• **QUESTIONS TO ANSWER**:
**a)** In the text on Colorado petitioning, what does the state constitution require for a signature to be valid?
**b)** Copy the part of the text on Colorado petitioning starting at "At the Boulder" and ending at "initiatives, Griswold says.", putting "monthly meeting" in place of "executive meeting".

TEXT SHOWN section start

Emma Athena CU Law professor Richard Collins

The range of Colorado’s Supreme Court political perspective “is considerable from left to right,” Collins says, and that makes their decision particularly significant. “The procedures are spelled out in some detail, and what the Supreme Court has said: [citizen initiatives are] a right, but it’s a right on specified conditions, and the conditions haven’t been met and that’s that, signed: Love, Justices.”

At the Boulder County Democratic Party’s executive meeting on Aug. 12, Griswold briefly explained Colorado’s constitution effectively bans electronic or remote petitioning on a state level, due to a rule requiring certified in-person witnesses be present for a valid signature. “There would have to be a constitutional change before we saw online petitioning” used in state initiatives, Griswold says.

In Boulder, this rule is applicable only to local initiatives pursuing City Charter amendments, as the charter amendment process is dictated by the state constitution. Local municipal ordinances, however, are still technically eligible for electronic or remote petitions.

TEXT SHOWN section end
MATERIAL SHOWN section start

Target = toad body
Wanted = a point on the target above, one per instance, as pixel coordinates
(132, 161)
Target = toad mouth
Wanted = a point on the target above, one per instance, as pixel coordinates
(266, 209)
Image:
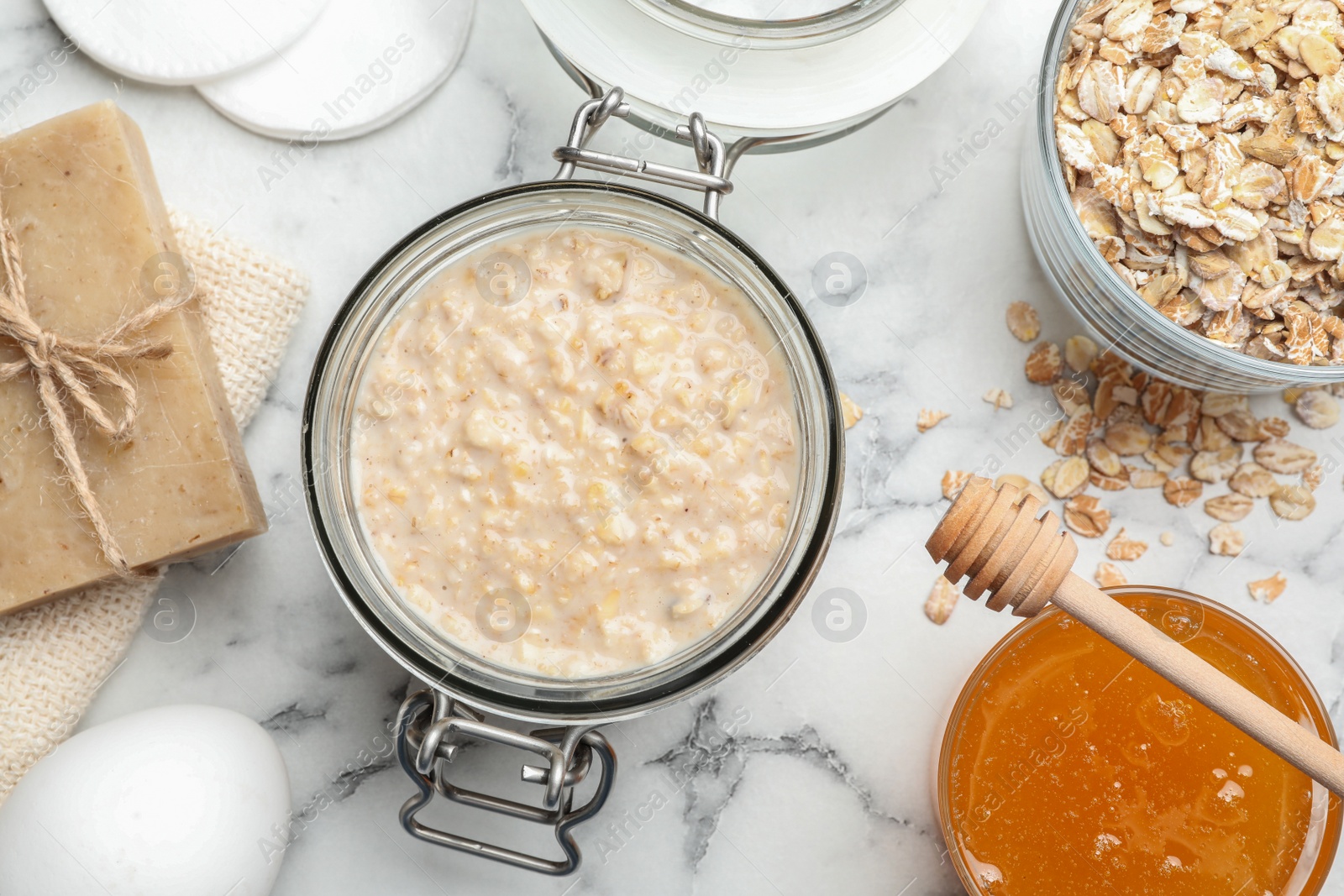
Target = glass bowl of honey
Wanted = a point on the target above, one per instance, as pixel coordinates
(1068, 766)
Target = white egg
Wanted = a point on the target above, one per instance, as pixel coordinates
(176, 801)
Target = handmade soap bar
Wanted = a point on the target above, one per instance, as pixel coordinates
(80, 195)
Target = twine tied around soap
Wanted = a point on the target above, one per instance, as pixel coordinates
(67, 369)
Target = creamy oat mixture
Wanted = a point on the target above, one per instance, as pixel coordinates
(575, 453)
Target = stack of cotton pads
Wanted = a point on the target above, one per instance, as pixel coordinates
(295, 70)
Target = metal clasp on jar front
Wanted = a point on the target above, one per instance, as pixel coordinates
(710, 155)
(430, 730)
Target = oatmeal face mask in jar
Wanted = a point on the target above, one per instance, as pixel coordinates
(573, 453)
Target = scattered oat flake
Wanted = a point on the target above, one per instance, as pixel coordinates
(1023, 485)
(1023, 322)
(1268, 590)
(851, 411)
(1066, 477)
(1292, 503)
(999, 398)
(929, 419)
(1314, 476)
(1317, 409)
(1226, 540)
(1045, 364)
(1086, 516)
(942, 600)
(1079, 352)
(1110, 577)
(953, 481)
(1126, 548)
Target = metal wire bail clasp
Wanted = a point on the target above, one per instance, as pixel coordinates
(710, 155)
(430, 730)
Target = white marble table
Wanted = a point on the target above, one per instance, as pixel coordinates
(808, 772)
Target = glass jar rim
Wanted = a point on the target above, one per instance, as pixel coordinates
(996, 653)
(1144, 315)
(433, 656)
(766, 34)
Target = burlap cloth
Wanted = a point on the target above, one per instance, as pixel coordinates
(54, 658)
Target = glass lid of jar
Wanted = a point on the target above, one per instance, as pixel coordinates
(772, 22)
(779, 73)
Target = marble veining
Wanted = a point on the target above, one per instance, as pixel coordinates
(808, 770)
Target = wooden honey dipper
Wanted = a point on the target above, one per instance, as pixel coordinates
(1026, 562)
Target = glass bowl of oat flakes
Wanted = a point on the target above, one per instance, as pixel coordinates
(1184, 190)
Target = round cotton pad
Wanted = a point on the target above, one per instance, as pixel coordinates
(171, 42)
(360, 67)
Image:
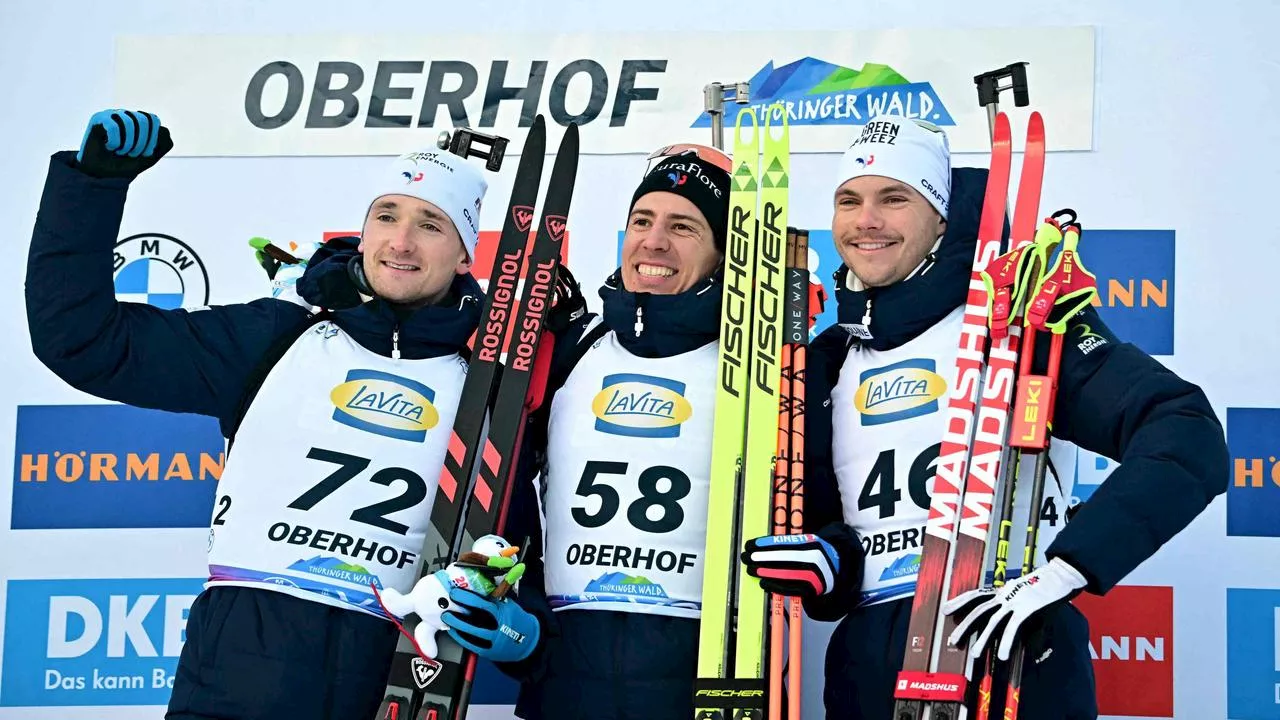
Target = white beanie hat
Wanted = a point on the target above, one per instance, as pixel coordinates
(443, 180)
(903, 149)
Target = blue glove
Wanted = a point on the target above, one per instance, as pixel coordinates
(800, 565)
(122, 144)
(499, 630)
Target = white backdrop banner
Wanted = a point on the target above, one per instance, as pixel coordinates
(378, 95)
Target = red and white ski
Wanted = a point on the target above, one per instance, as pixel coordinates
(935, 675)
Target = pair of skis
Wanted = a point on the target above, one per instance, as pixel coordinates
(987, 429)
(476, 481)
(748, 428)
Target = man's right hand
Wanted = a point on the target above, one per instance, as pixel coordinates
(801, 565)
(122, 144)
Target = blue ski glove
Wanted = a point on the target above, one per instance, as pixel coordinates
(803, 565)
(499, 630)
(122, 144)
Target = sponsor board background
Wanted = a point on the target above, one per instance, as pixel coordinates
(1174, 150)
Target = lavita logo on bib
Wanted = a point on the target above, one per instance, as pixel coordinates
(635, 405)
(384, 404)
(900, 391)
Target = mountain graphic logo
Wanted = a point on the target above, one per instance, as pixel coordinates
(817, 92)
(337, 569)
(903, 566)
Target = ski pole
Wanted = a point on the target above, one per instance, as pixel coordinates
(713, 103)
(1009, 282)
(800, 291)
(781, 502)
(1063, 292)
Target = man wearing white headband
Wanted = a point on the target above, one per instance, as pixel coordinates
(339, 419)
(905, 226)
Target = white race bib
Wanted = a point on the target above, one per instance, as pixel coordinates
(888, 415)
(329, 484)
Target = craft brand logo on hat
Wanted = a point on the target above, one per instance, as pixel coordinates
(908, 150)
(443, 180)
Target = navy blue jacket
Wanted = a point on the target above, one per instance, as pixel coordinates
(1115, 401)
(200, 361)
(597, 662)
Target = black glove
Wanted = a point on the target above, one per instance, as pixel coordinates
(570, 305)
(122, 144)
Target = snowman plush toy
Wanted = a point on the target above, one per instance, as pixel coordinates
(489, 569)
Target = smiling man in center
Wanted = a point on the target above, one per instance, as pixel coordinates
(622, 445)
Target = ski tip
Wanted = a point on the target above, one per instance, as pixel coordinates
(1036, 128)
(1002, 131)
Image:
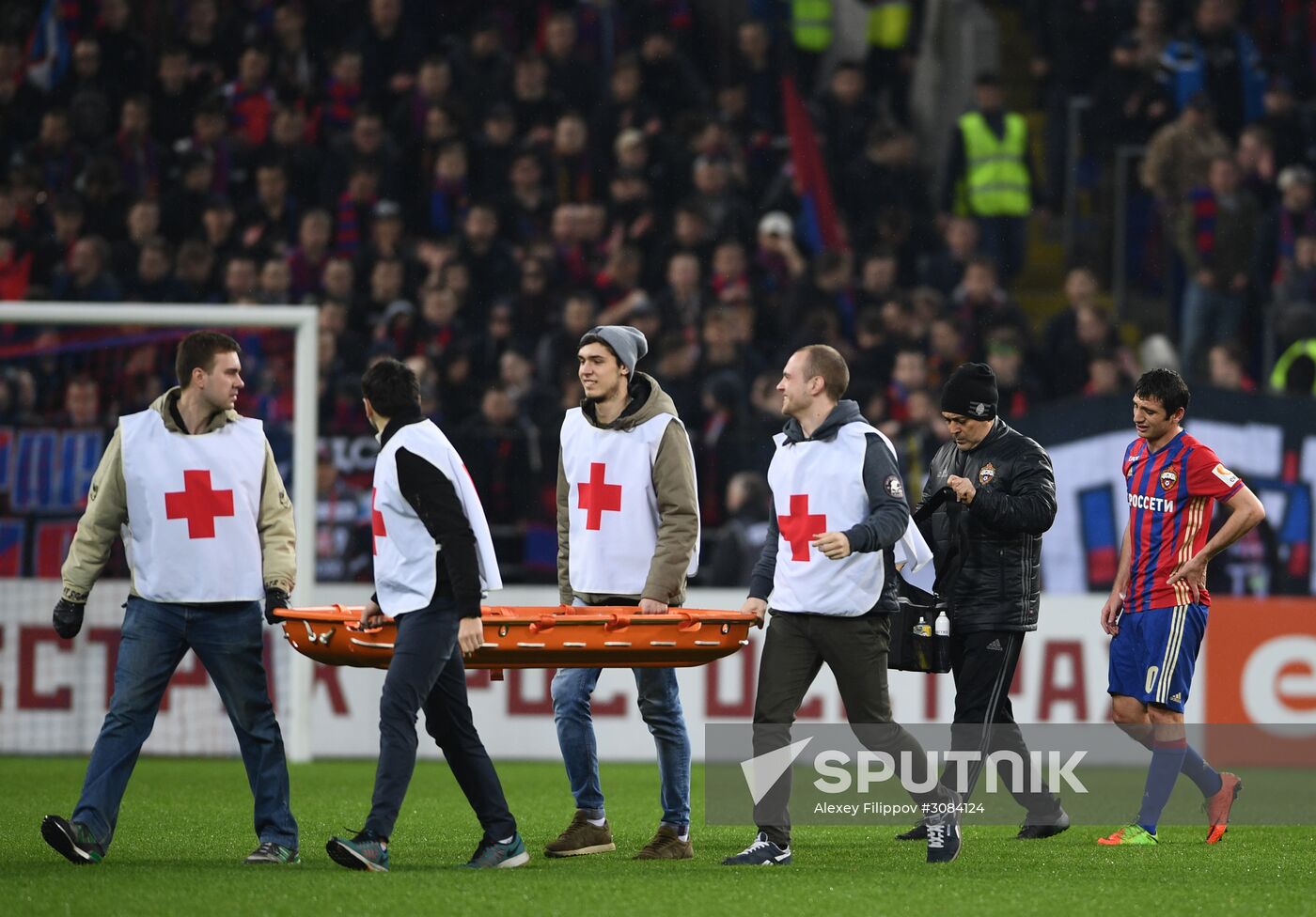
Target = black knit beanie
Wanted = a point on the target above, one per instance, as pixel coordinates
(971, 391)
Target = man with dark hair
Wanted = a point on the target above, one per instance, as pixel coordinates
(628, 535)
(210, 535)
(1158, 604)
(838, 509)
(433, 558)
(991, 533)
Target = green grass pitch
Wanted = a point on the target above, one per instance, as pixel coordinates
(187, 824)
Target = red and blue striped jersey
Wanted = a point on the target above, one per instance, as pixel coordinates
(1170, 493)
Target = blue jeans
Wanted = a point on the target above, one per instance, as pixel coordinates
(427, 674)
(227, 638)
(660, 706)
(1210, 318)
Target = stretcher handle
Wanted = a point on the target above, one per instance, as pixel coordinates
(614, 617)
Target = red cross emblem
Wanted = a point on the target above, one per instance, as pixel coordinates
(199, 505)
(596, 496)
(377, 524)
(799, 528)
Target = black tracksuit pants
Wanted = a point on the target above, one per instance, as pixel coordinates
(983, 666)
(427, 674)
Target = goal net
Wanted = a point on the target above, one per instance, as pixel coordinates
(68, 372)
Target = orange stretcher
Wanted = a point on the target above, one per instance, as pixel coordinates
(536, 637)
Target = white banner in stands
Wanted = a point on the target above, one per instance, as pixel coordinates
(53, 693)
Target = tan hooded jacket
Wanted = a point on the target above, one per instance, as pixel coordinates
(678, 503)
(107, 512)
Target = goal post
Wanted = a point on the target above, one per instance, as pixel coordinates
(302, 319)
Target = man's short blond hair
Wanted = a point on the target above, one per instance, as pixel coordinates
(824, 361)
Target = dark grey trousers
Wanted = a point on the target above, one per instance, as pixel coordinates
(855, 650)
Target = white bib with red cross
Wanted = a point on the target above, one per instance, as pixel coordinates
(612, 505)
(193, 509)
(404, 551)
(818, 486)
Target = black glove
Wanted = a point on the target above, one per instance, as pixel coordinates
(68, 617)
(274, 598)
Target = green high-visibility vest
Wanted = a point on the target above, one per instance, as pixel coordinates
(996, 177)
(811, 23)
(888, 23)
(1279, 375)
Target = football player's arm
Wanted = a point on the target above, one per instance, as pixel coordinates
(1114, 605)
(1246, 513)
(1208, 478)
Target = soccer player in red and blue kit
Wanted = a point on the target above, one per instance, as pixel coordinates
(1157, 611)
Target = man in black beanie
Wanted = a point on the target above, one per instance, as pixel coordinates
(996, 495)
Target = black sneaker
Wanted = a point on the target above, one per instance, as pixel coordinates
(760, 853)
(71, 840)
(944, 840)
(269, 851)
(1043, 827)
(916, 833)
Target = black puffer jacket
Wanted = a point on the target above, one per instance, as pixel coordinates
(999, 535)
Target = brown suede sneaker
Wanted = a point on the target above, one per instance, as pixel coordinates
(582, 838)
(667, 845)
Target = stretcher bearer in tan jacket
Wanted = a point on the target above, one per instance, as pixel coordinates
(628, 535)
(207, 525)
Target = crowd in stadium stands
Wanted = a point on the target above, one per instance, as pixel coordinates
(471, 186)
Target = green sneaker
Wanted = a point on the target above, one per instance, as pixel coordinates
(494, 855)
(273, 853)
(71, 840)
(365, 851)
(1129, 834)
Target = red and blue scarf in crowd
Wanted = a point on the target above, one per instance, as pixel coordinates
(339, 104)
(351, 232)
(447, 204)
(1206, 210)
(250, 112)
(1290, 230)
(140, 160)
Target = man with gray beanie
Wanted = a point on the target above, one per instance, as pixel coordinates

MATERIAL SHOWN section end

• **SOLUTION LIST**:
**a)** Certified in-person witnesses must be present.

**b)**
At the Boulder County Democratic Party’s monthly meeting on Aug. 12, Griswold briefly explained Colorado’s constitution effectively bans electronic or remote petitioning on a state level, due to a rule requiring certified in-person witnesses be present for a valid signature. “There would have to be a constitutional change before we saw online petitioning” used in state initiatives, Griswold says.